QUOTED TEXT:
◇ ◇ ◇

An agency's decision lacks a rational basis if the contracting officer "entirely failed to consider an important aspect of the problem, offered an explanation for its decision that runs counter to the evidence before the agency, or is so implausible that it could not be ascribed to a difference in view or the product of agency expertise." Motor Vehicle Mfrs. Ass'n of the U.S., Inc. v. State Farm Mut. Auto. Ins. Co., 463 U.S. 29, 43 (1983). A disappointed bidder bears a heavy burden of showing that an agency's decision lacked a rational basis. Banknote, 365 F.3d at 1351; Impresa, 238 F.3d at 1332-33. This burden "is not met by reliance on [the] pleadings alone, or by conclusory allegations and generalities." Bromley Contracting Co. v. United States, 15 Cl. Ct. 100, 105 (1988); see also Campbell v. United States, 2 Cl. Ct. 247, 249 (1983).

The rational basis standard of review is highly deferential, PAI Corp. v. United States, 614 F.3d 1347, 1351 (Fed. Cir. 2010), and an agency's decision must be sustained if it has a rational basis, Motor Vehicle Mfrs. Ass'n, 463 U.S. at 43. In reviewing the agency's procurement decisions, the court should recognize that the decision is entitled to a "presumption of regularity," Citizens to Preserve Overton Park, 401 U.S. at 415 (citations omitted), and that the reviewing court may not substitute its judgment for that of the agency. Motor Vehicle Mfrs. Ass'n, 463 U.S. at 43. The court need not consider whether the agency is correct or whether the court would have reached the same decision as the agency, but whether there was a reasonable basis for the agency's actions. Honeywell, Inc. v. United States, 870 F.2d 644, 648 (Fed. Cir. 1989) ("If the court finds a reasonable basis for the agency's action, the court should stay its hand even though it might, as an original proposition, have reached a different conclusion as to the proper administration and application of the procurement regulations." (internal quotation omitted)).

◇ ◇ ◇

EXERCISE:
Reproduce the passage on the rational basis standard from "An agency's decision lacks" to "247, 249 (1983).".

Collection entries
◇ ◇ ◇

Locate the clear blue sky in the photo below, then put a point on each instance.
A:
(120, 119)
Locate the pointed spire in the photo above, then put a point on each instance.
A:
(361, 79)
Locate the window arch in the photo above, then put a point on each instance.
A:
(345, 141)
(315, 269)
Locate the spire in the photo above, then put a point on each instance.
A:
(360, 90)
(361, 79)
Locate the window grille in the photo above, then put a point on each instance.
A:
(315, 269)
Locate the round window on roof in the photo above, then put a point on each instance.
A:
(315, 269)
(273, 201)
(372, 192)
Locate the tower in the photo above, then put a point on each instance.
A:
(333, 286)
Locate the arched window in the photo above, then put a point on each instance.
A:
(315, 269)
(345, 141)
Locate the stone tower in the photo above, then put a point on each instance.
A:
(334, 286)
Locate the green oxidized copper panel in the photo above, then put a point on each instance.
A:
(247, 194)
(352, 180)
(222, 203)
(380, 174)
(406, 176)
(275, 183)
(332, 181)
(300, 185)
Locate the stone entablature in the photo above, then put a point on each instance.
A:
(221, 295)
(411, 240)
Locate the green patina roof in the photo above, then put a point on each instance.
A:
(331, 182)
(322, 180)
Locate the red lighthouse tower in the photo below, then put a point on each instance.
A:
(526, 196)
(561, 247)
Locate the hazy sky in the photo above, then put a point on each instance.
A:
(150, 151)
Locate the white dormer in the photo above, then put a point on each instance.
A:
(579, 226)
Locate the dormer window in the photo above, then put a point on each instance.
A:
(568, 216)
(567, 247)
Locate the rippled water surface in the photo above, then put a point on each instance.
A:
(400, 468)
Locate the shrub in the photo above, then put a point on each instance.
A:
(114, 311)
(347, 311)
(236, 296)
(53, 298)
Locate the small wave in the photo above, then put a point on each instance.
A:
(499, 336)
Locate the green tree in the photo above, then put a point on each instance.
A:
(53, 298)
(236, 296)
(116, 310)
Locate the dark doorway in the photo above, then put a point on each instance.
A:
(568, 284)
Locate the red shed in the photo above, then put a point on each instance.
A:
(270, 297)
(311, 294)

◇ ◇ ◇

SOLUTION TO THIS PROBLEM:
An agency's decision lacks a rational basis if the contracting officer "entirely failed to consider an important aspect of the problem, offered an explanation for its decision that runs counter to the evidence before the agency, or is so implausible that it could not be ascribed to a difference in view or the product of agency expertise." Motor Vehicle Mfrs. Ass'n of the U.S., Inc. v. State Farm Mut. Auto. Ins. Co., 463 U.S. 29, 43 (1983). A disappointed bidder bears a heavy burden of showing that an agency's decision lacked a rational basis. Banknote, 365 F.3d at 1351; Impresa, 238 F.3d at 1332-33. This burden "is not met by reliance on [the] pleadings alone, or by conclusory allegations and generalities." Bromley Contracting Co. v. United States, 15 Cl. Ct. 100, 105 (1988); see also Campbell v. United States, 2 Cl. Ct. 247, 249 (1983).